> [Extract]
= Cannabis and time perception =

Effect of cannabis on time perception

The effect of cannabis on time perception has been studied with inconclusive results. Studies consistently show that most cannabis users self-report the experience of a slowed perception of time. In the laboratory, researchers have confirmed the effect of cannabis on the perception of time in both humans and animals. Studies have sought to explain how cannabis changes the internal clock. Matthew et al. (1998) looked at the cerebellum, positing a relationship between cerebellar blood flow and the distortion of time perception.

==Psychoactive effects==
Reports of the effects of cannabis on time perception can be found first in arts and literature, and then in medical reports and studies. Notable discussions of the effects occur in "Le Club des Hachichin" (1846), a work by French poet Théophile Gautier, and in Les Paradis Artificiels (1860), a work by Charles Baudelaire. French physician Jacques-Joseph Moreau studied the effects of cannabis with the help of Gautier and other artists who experimented with hashish in the Club des Hashischins. Moreau published his findings in Hashish and Mental Illness: Psychological Studies (1846), noting that hashish caused "errors of time and space" and "time dragging".

> [Extracted records]
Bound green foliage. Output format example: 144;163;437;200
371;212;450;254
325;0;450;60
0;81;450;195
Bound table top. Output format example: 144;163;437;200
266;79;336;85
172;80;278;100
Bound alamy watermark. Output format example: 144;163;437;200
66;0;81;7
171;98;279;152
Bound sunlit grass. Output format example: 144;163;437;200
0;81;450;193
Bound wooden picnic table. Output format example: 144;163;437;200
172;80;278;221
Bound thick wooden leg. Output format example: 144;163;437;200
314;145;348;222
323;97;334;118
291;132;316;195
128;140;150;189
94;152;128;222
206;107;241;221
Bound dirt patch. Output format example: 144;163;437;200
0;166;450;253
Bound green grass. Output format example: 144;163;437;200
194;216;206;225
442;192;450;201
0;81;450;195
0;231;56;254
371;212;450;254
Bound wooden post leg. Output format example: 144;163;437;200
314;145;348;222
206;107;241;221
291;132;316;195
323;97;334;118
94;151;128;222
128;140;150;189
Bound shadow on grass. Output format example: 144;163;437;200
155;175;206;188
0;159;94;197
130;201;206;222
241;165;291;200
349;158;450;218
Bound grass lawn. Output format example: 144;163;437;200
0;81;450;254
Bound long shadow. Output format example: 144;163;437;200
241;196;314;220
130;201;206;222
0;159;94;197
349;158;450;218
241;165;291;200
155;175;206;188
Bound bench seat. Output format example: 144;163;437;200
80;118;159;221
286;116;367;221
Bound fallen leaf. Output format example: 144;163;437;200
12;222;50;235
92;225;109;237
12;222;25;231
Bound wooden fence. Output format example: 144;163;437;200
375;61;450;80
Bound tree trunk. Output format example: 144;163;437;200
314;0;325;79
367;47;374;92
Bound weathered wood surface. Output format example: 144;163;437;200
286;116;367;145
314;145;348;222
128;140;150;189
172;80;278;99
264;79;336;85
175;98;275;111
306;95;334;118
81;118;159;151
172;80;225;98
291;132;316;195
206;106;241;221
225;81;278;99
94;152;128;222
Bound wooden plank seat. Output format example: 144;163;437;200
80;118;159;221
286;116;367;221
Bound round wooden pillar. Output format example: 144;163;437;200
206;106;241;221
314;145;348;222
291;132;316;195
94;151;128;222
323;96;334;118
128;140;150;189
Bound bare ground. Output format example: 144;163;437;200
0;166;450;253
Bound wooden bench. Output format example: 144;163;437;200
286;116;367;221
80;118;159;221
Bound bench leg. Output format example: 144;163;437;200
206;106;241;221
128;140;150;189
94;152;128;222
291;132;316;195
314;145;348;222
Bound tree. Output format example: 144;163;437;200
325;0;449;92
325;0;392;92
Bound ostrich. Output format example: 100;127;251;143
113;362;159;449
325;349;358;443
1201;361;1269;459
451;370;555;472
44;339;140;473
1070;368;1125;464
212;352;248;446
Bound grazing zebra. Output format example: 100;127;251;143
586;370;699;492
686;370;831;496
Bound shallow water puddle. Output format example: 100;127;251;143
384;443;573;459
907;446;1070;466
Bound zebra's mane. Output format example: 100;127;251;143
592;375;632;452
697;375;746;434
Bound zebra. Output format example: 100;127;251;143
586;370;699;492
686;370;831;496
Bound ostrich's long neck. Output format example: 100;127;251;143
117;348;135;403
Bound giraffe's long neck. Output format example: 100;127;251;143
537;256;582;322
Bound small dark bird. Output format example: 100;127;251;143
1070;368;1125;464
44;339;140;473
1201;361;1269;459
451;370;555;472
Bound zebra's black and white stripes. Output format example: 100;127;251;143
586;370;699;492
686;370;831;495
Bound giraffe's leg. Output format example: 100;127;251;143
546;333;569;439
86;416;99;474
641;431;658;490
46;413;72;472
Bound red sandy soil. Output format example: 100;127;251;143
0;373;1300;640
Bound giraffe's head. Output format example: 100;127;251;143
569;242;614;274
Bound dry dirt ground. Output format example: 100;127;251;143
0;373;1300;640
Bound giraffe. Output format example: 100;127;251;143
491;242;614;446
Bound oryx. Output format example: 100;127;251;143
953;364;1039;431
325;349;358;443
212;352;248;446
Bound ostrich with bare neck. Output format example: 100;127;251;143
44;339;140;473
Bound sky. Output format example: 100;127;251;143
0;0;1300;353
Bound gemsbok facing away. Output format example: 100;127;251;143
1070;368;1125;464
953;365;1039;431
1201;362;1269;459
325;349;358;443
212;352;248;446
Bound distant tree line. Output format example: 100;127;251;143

> [Problem to work on]
Please write out everything from "The effect of cannabis on time" down to "of time perception." in the text on cannabis and time perception, copied word for word.

> [Expected answer]
The effect of cannabis on time perception has been studied with inconclusive results. Studies consistently show that most cannabis users self-report the experience of a slowed perception of time. In the laboratory, researchers have confirmed the effect of cannabis on the perception of time in both humans and animals. Studies have sought to explain how cannabis changes the internal clock. Matthew et al. (1998) looked at the cerebellum, positing a relationship between cerebellar blood flow and the distortion of time perception.